=== Selected excerpt ===
►
In order to understand the risk and return of the company you will estimate risk parameters and the cost of capital for Starbucks.

Most publicly traded corporations are required to submit 10Q and 10K reports to the SEC detailing their financial operations over the previous quarter or year, respectively. Find the most recent 10K and 10Q and download the forms. Look on the Balance Sheet to find the book value of debt and the book value of equity. Find the section that lists a breakdown of company's long-term debt.

1. Cost of Equity

In order to estimate the cost of equity, go to finance.yahoo.com or msn.money.com and find answers to the following questions:

a) What is the most recent stock price?

b) What is the market value of equity, or market capitalization?

c) How many shares of stock does the company have outstanding?

One measure of the risk or volatility of an individual stock is the standard deviation of the total return over several periods of time. Although the standard deviation is easy to compute, it does not take into account the extent to which the price of a given stock varies as a function of a market index, such as the S&P 500. As a result, we use another measure of risk - beta.

Betas for individual stocks are determined by simple liner regression. The dependent variable is the total return for the stock and the independent variable is the total return for the stock market. We will use S&P 500 index as a measure of the total return for the stock market. The beta for the stock is the slope of the estimated regression equation (b1).

1. Run a regression of monthly returns on your firm's stock on monthly returns on a market index, using monthly data and 5 years of observations. What slope of the regression did you estimate and what does it tell you about the riskiness of the stock?

2. Using the beta that you have calculated, estimate the expected return on equity of the company. Go back to finance.yahoo.com and follow the "Bonds" link. What is the yield on 3-month Treasury bills? Using a 7% market risk premium, what is the cost of equity for the company using CAPM?
◄
=== Provided data ===
►
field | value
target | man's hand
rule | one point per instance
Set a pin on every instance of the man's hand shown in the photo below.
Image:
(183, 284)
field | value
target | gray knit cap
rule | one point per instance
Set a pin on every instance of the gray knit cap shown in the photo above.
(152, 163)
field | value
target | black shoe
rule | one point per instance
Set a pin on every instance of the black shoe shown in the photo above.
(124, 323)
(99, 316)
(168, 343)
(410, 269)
◄
►
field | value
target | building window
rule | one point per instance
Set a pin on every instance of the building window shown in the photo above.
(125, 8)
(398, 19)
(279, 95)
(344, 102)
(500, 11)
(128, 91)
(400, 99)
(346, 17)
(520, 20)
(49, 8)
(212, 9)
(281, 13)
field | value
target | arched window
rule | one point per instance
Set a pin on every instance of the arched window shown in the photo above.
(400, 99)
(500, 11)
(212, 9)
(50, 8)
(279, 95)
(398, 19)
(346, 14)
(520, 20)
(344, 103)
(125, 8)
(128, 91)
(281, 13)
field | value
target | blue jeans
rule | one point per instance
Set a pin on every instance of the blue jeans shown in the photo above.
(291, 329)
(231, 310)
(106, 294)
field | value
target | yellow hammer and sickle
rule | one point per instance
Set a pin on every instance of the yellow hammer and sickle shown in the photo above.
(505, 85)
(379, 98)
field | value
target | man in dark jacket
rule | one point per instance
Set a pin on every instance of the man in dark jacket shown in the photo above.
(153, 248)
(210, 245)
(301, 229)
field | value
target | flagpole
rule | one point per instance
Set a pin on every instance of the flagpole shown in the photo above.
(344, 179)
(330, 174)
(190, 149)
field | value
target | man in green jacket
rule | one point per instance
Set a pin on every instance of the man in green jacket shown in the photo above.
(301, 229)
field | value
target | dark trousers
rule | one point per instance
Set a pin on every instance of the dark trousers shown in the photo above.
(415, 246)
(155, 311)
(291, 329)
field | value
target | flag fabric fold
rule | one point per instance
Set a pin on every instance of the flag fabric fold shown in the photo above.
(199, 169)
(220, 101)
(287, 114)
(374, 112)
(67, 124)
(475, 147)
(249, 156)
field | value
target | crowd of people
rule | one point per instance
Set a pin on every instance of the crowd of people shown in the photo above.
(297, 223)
◄
Return the passage of the Starbucks cost-of-capital assignment word for word, starting at "In order to understand" and ending after "or market capitalization?".

In order to understand the risk and return of the company you will estimate risk parameters and the cost of capital for Starbucks.

Most publicly traded corporations are required to submit 10Q and 10K reports to the SEC detailing their financial operations over the previous quarter or year, respectively. Find the most recent 10K and 10Q and download the forms. Look on the Balance Sheet to find the book value of debt and the book value of equity. Find the section that lists a breakdown of company's long-term debt.

1. Cost of Equity

In order to estimate the cost of equity, go to finance.yahoo.com or msn.money.com and find answers to the following questions:

a) What is the most recent stock price?

b) What is the market value of equity, or market capitalization?